START GIVEN PASSAGE
Support: 1-800-961-4454
1-800-961-2888

Deploying Drupal in the Cloud with Nginx and Boost

5
This is a guest blog post written by Rackspace Cloud customer, Jonathan Villemaire-Krajden, a web developer for Evolving Web. Please note this is an example of what has worked for Evolving Web but may not be the best fit for every configuration.


Lately, we have been involved in a project where our clients needed a site capable of serving a large number of anonymous users and a reasonable number of concurrently logged in users. In order to reach these goals, we looked to cloud computing. We first got as much caching as possible, since this is relatively simple and goes a long way. We next created a distributed system. This posting describes how we got it to work. A diagram of our architecture is below and the various configurations are summarized at the bottom.

Anonymous User Caching

Anonymous users all view the same content, so if we cache a static html page, we can serve this page without involving PHP at all. We are using Boost to provide these static pages. And then we have Nginx serving these cached pages and acting proxying other requests to Apache. Since Nginx can scale without much of a memory hit, it is much better to use Nginx to serve large amounts of static files and let Apache handle the logged in users and new page requests. Now, for anonymous users, the bottleneck suddenly becomes the network, and on a localhost test, ab records well over 10 thousand hits per second being served by a 2gb Rackspace Cloud instance.

Logged In Caching

We use APC as an opcode cache. This saves the server from recompiling the PHP code on every page load. Moreover, the whole thing fits easily in RAM (we typically give APC 128MB of RAM). This drastically decreases the CPU usage. Logged in users can now browse the site much faster. But we can still only handle a limited number of them. We can do a bit better. Instead of querying MySQL every time we go to the cache, we can store these tables in memory. Here come memcached and the cacherouter module.
END GIVEN PASSAGE
Copy everything from "Deploying Drupal in" down to "at the bottom." in the Drupal deployment post, changing "Evolving Web" to "the agency".
START EXTRACTED DATA
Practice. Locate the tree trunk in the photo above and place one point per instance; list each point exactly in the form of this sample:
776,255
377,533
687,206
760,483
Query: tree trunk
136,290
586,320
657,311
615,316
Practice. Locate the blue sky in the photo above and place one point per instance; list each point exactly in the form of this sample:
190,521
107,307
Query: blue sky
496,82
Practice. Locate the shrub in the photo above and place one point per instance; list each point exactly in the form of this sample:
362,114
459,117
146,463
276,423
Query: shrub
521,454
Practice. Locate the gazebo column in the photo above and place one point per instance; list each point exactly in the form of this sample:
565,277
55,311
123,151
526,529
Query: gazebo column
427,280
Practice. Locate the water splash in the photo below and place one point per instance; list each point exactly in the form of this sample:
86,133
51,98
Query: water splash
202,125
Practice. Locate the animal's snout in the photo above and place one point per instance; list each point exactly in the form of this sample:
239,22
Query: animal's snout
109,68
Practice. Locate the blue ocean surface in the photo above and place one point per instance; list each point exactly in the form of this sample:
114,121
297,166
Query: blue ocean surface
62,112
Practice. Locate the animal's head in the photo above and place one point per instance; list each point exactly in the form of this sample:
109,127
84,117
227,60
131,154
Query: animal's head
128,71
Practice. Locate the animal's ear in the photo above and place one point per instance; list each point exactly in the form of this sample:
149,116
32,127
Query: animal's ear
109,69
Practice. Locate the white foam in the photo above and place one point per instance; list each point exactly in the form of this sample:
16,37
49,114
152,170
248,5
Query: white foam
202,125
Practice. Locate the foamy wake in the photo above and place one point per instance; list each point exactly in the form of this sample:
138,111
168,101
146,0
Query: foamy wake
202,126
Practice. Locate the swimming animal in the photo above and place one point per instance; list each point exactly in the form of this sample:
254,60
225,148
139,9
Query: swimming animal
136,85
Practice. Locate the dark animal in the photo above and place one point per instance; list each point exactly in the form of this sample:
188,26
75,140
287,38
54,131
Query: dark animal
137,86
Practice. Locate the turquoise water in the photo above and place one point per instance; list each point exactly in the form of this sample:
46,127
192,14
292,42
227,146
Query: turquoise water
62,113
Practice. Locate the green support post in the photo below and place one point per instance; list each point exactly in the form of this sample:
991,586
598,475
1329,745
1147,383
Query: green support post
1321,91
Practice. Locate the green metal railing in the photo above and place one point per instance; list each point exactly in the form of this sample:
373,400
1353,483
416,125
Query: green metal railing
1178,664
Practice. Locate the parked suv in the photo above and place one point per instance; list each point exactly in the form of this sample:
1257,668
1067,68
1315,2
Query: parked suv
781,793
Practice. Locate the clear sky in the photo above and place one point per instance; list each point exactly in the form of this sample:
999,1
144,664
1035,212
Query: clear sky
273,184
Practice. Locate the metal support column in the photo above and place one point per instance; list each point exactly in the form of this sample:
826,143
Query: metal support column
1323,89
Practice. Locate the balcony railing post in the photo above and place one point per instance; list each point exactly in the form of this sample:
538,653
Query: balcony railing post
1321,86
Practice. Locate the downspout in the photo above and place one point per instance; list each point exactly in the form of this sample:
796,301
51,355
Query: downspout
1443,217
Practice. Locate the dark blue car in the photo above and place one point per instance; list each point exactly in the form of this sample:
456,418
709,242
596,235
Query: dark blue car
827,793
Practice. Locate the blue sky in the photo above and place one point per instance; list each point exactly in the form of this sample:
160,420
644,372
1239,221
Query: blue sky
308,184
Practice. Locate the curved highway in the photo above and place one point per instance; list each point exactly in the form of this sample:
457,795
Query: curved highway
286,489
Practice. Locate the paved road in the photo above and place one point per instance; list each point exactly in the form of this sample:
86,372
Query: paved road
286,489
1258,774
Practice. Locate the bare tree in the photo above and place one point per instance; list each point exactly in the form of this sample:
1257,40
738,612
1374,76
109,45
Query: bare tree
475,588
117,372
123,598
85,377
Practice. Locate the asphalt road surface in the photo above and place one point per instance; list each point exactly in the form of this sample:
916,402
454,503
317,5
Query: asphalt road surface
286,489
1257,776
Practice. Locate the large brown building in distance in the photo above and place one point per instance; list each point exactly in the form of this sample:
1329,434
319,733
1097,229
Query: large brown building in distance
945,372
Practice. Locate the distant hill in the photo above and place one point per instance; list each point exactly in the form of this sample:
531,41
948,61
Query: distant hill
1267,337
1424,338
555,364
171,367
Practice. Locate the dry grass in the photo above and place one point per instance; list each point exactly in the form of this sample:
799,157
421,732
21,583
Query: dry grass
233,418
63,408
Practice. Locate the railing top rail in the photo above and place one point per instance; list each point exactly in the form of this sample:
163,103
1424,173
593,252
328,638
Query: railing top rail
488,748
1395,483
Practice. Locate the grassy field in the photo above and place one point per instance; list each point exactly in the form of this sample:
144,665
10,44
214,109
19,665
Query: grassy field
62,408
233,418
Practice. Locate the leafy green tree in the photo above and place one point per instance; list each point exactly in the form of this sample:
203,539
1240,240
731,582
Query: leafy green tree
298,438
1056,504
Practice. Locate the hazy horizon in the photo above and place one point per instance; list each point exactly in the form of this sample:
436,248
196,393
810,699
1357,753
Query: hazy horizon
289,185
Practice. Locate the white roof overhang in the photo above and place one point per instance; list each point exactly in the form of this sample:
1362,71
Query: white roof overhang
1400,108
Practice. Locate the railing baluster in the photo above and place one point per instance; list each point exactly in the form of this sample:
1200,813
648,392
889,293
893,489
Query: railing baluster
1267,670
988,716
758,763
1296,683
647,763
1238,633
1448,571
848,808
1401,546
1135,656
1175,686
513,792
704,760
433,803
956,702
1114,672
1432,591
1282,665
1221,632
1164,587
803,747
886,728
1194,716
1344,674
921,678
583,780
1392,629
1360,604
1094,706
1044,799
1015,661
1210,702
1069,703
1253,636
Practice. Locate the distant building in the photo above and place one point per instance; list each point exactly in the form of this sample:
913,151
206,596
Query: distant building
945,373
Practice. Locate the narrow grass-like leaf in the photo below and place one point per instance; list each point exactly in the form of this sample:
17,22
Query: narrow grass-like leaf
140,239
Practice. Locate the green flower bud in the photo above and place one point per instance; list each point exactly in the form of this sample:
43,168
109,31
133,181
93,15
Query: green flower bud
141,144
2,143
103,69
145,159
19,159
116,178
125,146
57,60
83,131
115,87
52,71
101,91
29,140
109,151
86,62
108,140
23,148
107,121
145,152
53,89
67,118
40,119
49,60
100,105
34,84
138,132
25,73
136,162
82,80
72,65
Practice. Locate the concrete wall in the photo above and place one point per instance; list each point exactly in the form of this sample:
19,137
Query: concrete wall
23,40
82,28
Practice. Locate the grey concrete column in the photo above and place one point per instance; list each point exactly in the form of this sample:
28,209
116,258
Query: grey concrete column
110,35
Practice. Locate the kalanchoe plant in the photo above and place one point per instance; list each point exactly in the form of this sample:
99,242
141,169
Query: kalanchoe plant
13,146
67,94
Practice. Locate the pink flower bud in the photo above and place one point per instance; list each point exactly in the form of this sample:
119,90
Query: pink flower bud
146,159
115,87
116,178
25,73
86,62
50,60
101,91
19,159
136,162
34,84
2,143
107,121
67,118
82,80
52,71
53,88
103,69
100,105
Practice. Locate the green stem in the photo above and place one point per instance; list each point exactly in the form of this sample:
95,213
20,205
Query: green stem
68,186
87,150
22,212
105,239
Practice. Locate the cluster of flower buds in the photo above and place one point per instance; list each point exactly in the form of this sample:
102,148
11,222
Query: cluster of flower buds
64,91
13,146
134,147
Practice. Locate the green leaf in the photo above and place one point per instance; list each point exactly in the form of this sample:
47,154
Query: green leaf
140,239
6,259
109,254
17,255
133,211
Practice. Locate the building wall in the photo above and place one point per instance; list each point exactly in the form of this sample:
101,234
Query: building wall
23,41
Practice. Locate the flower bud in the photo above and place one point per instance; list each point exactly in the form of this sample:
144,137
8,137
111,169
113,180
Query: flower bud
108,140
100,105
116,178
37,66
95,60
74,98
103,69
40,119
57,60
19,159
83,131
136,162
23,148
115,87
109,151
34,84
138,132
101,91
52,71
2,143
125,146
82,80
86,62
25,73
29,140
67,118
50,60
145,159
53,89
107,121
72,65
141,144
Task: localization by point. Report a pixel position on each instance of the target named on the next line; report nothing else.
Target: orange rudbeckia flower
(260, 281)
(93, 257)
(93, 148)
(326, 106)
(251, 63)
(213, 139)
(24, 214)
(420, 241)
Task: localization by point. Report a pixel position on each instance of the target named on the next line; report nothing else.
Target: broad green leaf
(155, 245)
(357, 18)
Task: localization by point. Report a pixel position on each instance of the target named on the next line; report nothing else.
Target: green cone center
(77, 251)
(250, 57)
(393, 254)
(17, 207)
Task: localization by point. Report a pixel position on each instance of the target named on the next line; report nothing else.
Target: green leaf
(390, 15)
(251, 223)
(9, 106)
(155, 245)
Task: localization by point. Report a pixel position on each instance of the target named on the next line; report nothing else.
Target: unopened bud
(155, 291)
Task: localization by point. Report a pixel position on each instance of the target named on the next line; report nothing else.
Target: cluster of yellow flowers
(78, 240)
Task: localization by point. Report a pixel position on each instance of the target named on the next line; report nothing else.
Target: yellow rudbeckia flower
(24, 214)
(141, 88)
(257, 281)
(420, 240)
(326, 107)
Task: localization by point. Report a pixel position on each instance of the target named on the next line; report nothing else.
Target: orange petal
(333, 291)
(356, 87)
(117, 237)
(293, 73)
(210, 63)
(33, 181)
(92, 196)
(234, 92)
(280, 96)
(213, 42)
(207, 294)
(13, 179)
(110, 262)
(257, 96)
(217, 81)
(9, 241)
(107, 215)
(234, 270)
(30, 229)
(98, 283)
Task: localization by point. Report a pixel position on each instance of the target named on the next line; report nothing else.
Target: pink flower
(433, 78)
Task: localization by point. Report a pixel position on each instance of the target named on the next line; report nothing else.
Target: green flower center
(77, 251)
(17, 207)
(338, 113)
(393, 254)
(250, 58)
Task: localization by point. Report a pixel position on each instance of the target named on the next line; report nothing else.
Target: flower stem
END EXTRACTED DATA
> [FINISHED TASK]
Deploying Drupal in the Cloud with Nginx and Boost

5
This is a guest blog post written by Rackspace Cloud customer, Jonathan Villemaire-Krajden, a web developer for the agency. Please note this is an example of what has worked for the agency but may not be the best fit for every configuration.


Lately, we have been involved in a project where our clients needed a site capable of serving a large number of anonymous users and a reasonable number of concurrently logged in users. In order to reach these goals, we looked to cloud computing. We first got as much caching as possible, since this is relatively simple and goes a long way. We next created a distributed system. This posting describes how we got it to work. A diagram of our architecture is below and the various configurations are summarized at the bottom.